The task:
A faithful copy of all the data is the goal; omit the pictures.

(Data supplied begins)

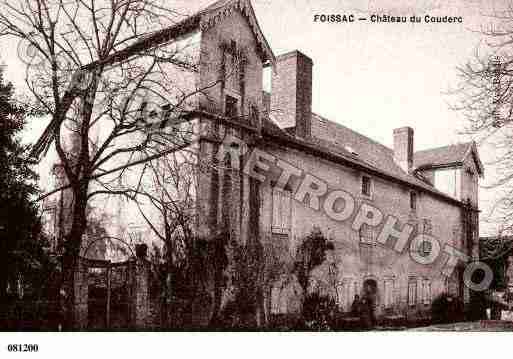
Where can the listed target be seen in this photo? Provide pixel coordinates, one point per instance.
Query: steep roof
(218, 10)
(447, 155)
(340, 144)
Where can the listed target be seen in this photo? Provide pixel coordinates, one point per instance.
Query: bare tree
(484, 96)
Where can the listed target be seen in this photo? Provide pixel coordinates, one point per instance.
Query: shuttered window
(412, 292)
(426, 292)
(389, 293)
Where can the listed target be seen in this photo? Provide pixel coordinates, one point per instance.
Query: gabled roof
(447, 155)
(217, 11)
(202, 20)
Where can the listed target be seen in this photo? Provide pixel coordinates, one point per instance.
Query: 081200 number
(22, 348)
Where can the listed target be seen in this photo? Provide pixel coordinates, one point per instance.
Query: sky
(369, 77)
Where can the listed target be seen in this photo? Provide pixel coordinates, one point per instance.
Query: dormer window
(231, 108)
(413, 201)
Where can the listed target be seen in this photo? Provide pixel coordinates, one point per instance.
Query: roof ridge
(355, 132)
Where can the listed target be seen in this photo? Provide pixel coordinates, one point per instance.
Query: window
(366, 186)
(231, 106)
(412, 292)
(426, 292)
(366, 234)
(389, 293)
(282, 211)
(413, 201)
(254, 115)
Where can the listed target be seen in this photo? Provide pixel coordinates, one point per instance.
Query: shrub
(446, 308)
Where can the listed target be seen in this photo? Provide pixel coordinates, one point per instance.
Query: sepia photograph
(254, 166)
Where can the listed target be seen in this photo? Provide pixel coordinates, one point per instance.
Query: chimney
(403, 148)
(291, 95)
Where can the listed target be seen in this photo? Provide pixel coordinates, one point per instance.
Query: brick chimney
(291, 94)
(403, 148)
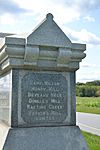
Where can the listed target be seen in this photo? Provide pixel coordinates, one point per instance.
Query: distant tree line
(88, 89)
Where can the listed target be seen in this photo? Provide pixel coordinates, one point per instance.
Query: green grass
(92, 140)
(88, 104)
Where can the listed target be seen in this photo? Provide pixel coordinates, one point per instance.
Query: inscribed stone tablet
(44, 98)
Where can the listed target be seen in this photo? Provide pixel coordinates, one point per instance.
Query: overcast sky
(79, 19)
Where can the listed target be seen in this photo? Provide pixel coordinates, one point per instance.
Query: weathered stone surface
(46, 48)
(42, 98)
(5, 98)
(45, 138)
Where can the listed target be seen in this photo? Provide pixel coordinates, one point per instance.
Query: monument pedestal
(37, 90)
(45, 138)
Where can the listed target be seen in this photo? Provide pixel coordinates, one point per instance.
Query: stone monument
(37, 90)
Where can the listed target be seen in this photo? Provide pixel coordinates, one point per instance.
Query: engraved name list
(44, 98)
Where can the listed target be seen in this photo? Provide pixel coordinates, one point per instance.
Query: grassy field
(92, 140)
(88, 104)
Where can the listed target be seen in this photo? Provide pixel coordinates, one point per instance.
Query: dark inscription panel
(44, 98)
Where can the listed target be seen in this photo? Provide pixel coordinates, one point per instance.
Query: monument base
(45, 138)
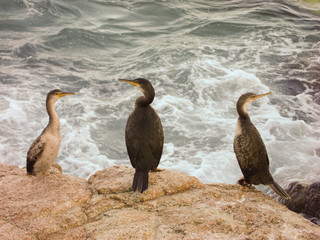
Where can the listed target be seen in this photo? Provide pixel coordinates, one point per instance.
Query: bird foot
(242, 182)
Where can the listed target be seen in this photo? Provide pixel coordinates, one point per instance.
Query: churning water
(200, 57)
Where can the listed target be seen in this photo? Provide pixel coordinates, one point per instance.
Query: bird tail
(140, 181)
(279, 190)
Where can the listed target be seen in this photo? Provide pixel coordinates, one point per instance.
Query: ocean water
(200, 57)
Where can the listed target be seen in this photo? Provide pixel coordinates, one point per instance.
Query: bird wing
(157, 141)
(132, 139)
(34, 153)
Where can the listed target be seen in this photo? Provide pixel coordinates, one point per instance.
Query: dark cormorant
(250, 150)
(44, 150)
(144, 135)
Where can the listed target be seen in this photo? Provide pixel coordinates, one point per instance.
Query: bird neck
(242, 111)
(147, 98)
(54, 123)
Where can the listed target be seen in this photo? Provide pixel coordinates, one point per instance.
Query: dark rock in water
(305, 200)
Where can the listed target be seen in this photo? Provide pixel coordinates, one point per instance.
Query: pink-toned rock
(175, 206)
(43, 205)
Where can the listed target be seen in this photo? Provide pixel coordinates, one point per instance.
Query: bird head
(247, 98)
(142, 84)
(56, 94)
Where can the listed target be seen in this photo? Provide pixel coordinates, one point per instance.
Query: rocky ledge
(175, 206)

(Data supplied ends)

Answer to the problem:
Where can the listed target be seen in this photo? Provide pixel coordinates, one point per instance.
Query: steep roof
(218, 10)
(447, 155)
(340, 144)
Where can the listed target be seen in this photo? Provide pixel coordinates, one point per instance.
Query: bare tree
(484, 96)
Where can the listed target be seen in this photo? Provide pixel coordinates, one point per instance.
Query: shuttered window
(412, 292)
(426, 292)
(389, 293)
Where can the listed target be seen in this photo? Provide pixel coordinates, one point per instance.
Query: gabled roof
(447, 155)
(217, 11)
(202, 20)
Where can the listed target be seen in this photo? Provide pixel coordinates, one point per instance.
Query: 081200 number
(22, 348)
Where can the listed target be seen in this photo? Provide pixel coordinates, one point per instance.
Query: sky
(369, 77)
Where can the listed target be seen in this photo? Provide pixel coordinates, one point per instance.
Query: dormer window
(231, 108)
(413, 201)
Where can the listed target be seen in this photo? Provide pixel coordinates, one point per instance.
Query: roof ridge
(355, 132)
Where can the listed target be seen in this photo? Provide pixel coordinates, one point per instance.
Query: window
(366, 186)
(231, 106)
(412, 292)
(426, 292)
(366, 234)
(389, 293)
(282, 211)
(413, 201)
(254, 115)
Where can the listed target be seen in this photo? Provide pixel coordinates, one point per instance.
Query: shrub
(446, 308)
Where can the listed target be seen in this photo? Provide pixel coordinates, one point per instance.
Query: sepia photograph
(254, 166)
Where can the listed target be seen in this photo? Provide pixel coordinates, one point per instance.
Query: chimney
(403, 148)
(291, 95)
Where can the listed target be seen in this photo? Provide pixel coordinates, one point per instance.
Query: brick chimney
(291, 94)
(403, 148)
Where can the listed target be seen in this photo? Provide pixel coordinates, one point per instance.
Query: distant tree line
(88, 89)
Where can the listed target be seen in this photo? Provide pixel coordinates, one point per instance.
Query: green grass
(92, 140)
(88, 104)
Where can the listed target be seen in this photo? Provide pixel coordinates, one point per instance.
Query: inscribed stone tablet
(44, 98)
Where can the listed target be seen in this photo? Provide pixel coordinates, one point per instance.
Query: overcast sky
(79, 19)
Where can the listed target be seen in this photo? Provide pixel coordinates, one point per instance.
Query: weathered stone surface
(46, 48)
(42, 98)
(5, 98)
(45, 138)
Where can the listed target be seen in this photo? Provide pixel coordinates, one point per instance.
Query: monument pedestal
(37, 90)
(45, 138)
Where can the listed target be seen in this photo? Provide pixel coordinates, one point per instance.
Query: stone monument
(37, 90)
Where can the listed target be seen in this photo? Provide pixel coordinates, one point per instance.
Query: engraved name list
(44, 98)
Where can the listed target be seen in this photo? Provide pixel coordinates, one point per instance.
Query: grassy field
(92, 140)
(88, 104)
Where can the listed target be seen in this photo? Provide pixel coordinates, one point per instance.
Query: dark inscription panel
(44, 98)
Where can the listed target be seen in this photo? Provide pixel coordinates, one point per instance.
Query: monument base
(45, 138)
Where can the listed target be seen in this photo? Provide pixel coordinates, one point per instance.
Query: bird foot
(242, 182)
Where can the listed target be seen in this photo? Provide pixel coordinates, one point per instance.
Query: churning water
(200, 57)
Where can the listed target be seen in this photo? Provide pixel coordinates, one point per instance.
Query: bird tail
(140, 181)
(279, 190)
Where can the listed target be seen in this photo? Provide pixel coordinates, one point per instance.
Query: ocean water
(200, 57)
Where can the listed target be seen in this photo? Provide pixel coordinates, one point per instance.
Query: bird wing
(157, 141)
(132, 139)
(34, 153)
Where can the listed target be seen in this photo? Provide pixel coordinates, one point per instance.
Query: dark cormorant
(250, 150)
(44, 150)
(144, 135)
Where can the listed target be seen in this photo? Provide pixel coordinates, one point per instance.
Query: bird neck
(242, 111)
(147, 98)
(54, 123)
Where can the listed target be seen in this photo? Provide pixel coordinates, one point per instance.
Query: dark rock in water
(305, 200)
Where can the listed target be seen in this photo? Provide pixel coordinates, one point per instance.
Query: pink-toned rock
(175, 206)
(43, 205)
Where can the listed target be seen in this photo? Provide pixel coordinates, one point per instance.
Query: bird head
(247, 98)
(142, 84)
(56, 94)
Where can the listed target be seen in this photo? Provide pixel coordinates, one point per instance.
Query: rocky ledge
(175, 206)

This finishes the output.